╭─ DOCUMENT EXCERPT

From the COD Faculty Association President by Glenn Hansen

Welcome to the first edition of our faculty newsletter for the 2007-08 academic year. Thank you to the Communications Committee for publishing this newsletter. I hope everyone's year Image of Glenn Hansen has started well and that any problems have been resolved. (If not, I hope you are finding the support you need to resolve the issues. If it is a contract-related issue, don't hesitate to talk to a Welfare committee member.)

October will be a busy month. We have elections for Vice President and Secretary as well as Senators from many divisions. This is an opportunity to become involved and set the direction for CODFA. The election will be held Oct. 24. The Senate will set the date of the forum at this week's meeting; I hope you will be able to attend.

At the October 18th Senate meeting, President Chand will be meeting with the Senate. We have a meeting with the President and Cabinet each term; this time we will be discussing the Institutional Priorities, faculty input during the planning process at COD, and other questions as time permits. Aside from this meeting, Nancy Stanko and I will continue our monthly meetings with the President, the biweekly meetings with VP Picard, and the Quality Improvement/Leadership Council meetings on the alternate weeks. While topics vary, this month we will certainly be talking about the hiring of replacement faculty. The statements made at the In-service Day are different than what we believed was the timeline for replacements. I will share that information when we have clarification.

╰─
╭─ RAW DATA

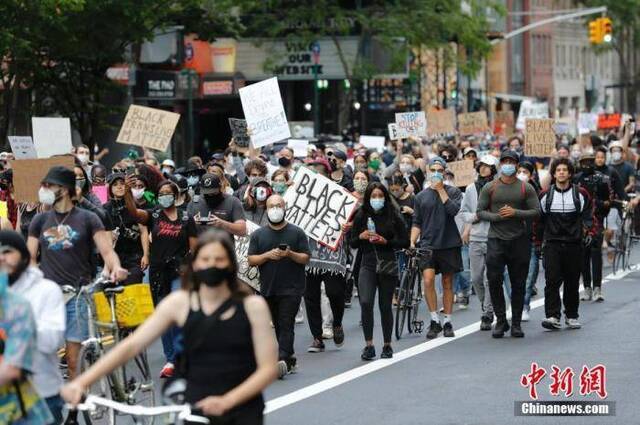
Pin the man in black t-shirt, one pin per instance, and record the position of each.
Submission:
(281, 251)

╰─

REQUIREMENT A - Summarize the faculty association president's column in two sentences.
REQUIREMENT B - According to the faculty association president's column, on what date will the election be held?
REQUIREMENT C - Continue the faculty association president's column from where it stops.

YOUR RESPONSE A - The president of the COD Faculty Association welcomes faculty to the first newsletter of the 2007-08 academic year and announces October elections for Vice President, Secretary, and Senators from many divisions, to be held October 24. He also notes that President Chand will meet with the Senate on October 18 to discuss the Institutional Priorities and faculty input in planning, and that ongoing meetings with administrators will address the hiring of replacement faculty, on which he will share clarification once it is received.

YOUR RESPONSE B - October 24.

YOUR RESPONSE C -
On everyone's mind are the contract and the state of negotiations. The contract negotiations continue. Our team assures me that progress is being made as the discussions continue to move forward. Thank you to members of the Negotiations team who have dedicated many hours of work on our behalf.

Another major issue this month is the start of the BIC/SRC remodeling project. The architects are verifying the space and usage of the current BIC/SRC and will begin the process of planning for the future BIC/SRC. Two faculty committees will be seeking your input for the general classrooms and faculty offices. Additionally, you should be talking to your administrators about your discipline needs. The first feedback to the architects will be during the week Oct. 15.

As topics for discussion arise, the CODFA discussion board continues to be a important place to discuss issues and share information (see below for access information). This is particularly true for the CODFA PAC. Topics relating to the PAC must be on the discussion board. The discussion board is part of our CODFA site which is hosted on an outside service provider's server and is not related to any COD services or facilities. The PAC will start meeting this month with an eye on the 2009 BOT elections. When a date is set I will post it on the discussion board. Volunteers are always welcome!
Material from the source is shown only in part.